HOW TO COMPLETE THIS TASK:
Print out all the records, word for word.
==== DATASET EXCERPTS ====
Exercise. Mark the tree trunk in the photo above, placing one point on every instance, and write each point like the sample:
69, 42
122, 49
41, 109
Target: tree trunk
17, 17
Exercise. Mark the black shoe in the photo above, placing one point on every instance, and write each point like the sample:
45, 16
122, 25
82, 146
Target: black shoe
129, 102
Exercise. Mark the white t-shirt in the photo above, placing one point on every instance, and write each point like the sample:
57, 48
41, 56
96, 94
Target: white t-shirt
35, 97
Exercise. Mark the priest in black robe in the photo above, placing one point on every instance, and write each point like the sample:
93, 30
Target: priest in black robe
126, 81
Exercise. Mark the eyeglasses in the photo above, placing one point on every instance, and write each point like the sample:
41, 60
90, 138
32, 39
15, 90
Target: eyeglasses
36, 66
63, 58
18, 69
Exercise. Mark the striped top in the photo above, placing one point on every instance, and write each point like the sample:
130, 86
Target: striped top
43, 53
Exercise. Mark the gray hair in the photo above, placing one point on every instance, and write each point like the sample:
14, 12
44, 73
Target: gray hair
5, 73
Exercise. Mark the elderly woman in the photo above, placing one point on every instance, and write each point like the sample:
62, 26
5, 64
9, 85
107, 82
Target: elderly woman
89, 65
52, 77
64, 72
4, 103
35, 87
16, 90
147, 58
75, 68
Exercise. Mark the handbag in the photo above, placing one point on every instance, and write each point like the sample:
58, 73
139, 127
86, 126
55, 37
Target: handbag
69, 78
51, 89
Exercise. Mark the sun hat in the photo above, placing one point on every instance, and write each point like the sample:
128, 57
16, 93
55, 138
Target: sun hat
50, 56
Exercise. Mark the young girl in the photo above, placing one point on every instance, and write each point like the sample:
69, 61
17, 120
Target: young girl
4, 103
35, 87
====
ANSWER TO THE EXERCISE:
Exercise. Mark the tree trunk in the photo above, placing one point on every instance, and write each point like the sample:
69, 42
122, 49
41, 109
Target: tree trunk
17, 17
Exercise. Mark the black shoe in the photo above, placing one point on every instance, and write each point like the sample:
45, 16
122, 25
82, 146
Target: black shoe
129, 102
Exercise. Mark the white t-shirt in the photo above, placing one point on every instance, and write each point like the sample:
57, 48
41, 56
96, 94
Target: white t-shirt
35, 97
Exercise. Mark the priest in black robe in the photo above, placing one point on every instance, and write each point like the sample:
93, 30
Target: priest in black robe
126, 81
Exercise. Mark the eyeglasses in the photo above, placing one point on every instance, and write each point like the sample:
41, 60
90, 138
32, 39
15, 90
Target: eyeglasses
36, 66
63, 58
18, 69
Exercise. Mark the striped top in the photo above, placing one point on every instance, and write each point like the sample:
130, 86
Target: striped top
43, 53
Exercise. Mark the gray hair in the photo above, placing one point on every instance, and write each point like the sample:
14, 12
44, 73
Target: gray hair
5, 73
Exercise. Mark the elderly woman in the photo above, placing one point on every instance, and write each point like the sample:
62, 26
5, 64
9, 85
107, 82
Target: elderly woman
89, 65
52, 77
64, 72
4, 103
35, 87
16, 90
147, 58
75, 68
Exercise. Mark the handbag in the photo above, placing one point on every instance, and write each point like the sample:
58, 73
139, 127
86, 126
55, 37
Target: handbag
69, 78
51, 89
Exercise. Mark the sun hat in the photo above, placing one point on every instance, and write each point like the sample:
128, 57
16, 93
55, 138
Target: sun hat
50, 56
Exercise. Mark the young girl in the photo above, placing one point on every instance, and write each point like the sample:
69, 61
17, 120
Target: young girl
4, 103
35, 87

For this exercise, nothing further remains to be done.